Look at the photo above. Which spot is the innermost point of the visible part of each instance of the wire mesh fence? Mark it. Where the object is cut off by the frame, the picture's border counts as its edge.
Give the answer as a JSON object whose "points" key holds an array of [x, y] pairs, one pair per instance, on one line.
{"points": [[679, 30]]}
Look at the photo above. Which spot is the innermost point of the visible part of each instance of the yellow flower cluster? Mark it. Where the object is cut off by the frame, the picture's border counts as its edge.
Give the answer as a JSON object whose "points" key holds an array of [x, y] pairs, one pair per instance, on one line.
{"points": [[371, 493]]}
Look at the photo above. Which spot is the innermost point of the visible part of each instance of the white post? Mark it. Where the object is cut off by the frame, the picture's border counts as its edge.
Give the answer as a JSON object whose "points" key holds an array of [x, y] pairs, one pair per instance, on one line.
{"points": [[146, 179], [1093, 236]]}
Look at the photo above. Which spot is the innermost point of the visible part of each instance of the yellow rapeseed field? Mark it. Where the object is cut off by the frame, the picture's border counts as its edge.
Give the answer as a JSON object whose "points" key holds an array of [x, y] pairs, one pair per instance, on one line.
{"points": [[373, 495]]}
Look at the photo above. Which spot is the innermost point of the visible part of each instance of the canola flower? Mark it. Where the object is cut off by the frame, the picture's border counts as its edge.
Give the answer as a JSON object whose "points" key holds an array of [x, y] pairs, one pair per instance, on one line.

════════════════

SET TASK: Can you reproduce all the material exactly?

TASK RESPONSE:
Look at the photo above. Which spot is the innermost point of the visible part of each instance of the wire mesh fence? Mark it. Where the object is cut off by the frame, the picture's border counts as its edge.
Give the answer as a JSON object whose "points" key holds an array of [x, y] pairs, one pair per instance, on one line.
{"points": [[679, 30]]}
Look at the photo above. Which spot is the innermost point of the visible part of each instance of the yellow flower cluster? Mark it. Where the object is cut off by the frame, the picture's border counts as its edge.
Give the answer as a JSON object whose "points" key holds an array of [x, y] pairs, one pair per instance, on one line.
{"points": [[371, 493]]}
Look at the photo above. Which spot is the innermost point of the visible part of each instance of the white post? Mark it. Where the object is cut off by the frame, the picture's border counts as its edge.
Give the answer as a JSON object whose "points" key holds an array of [x, y] pairs, one pair per instance, on one line.
{"points": [[146, 179], [1093, 236]]}
Look at the photo above. Which spot is the innermost point of the visible part of each instance of the yellow rapeseed field? Mark it. Where the object is cut off by the frame, the picture's border counts as its edge.
Give the answer as a JSON object whose "points" key holds an array of [x, y] pairs, one pair per instance, on one line.
{"points": [[373, 495]]}
Look at the photo above. Which spot is the innermost point of the visible part of each instance of the canola flower? Mark it. Where the object is cut off by the frame, the picture's border counts as its edge.
Give the answer as a JSON object whose "points" key holds an array of [x, y] pairs, one pair per instance, on one line.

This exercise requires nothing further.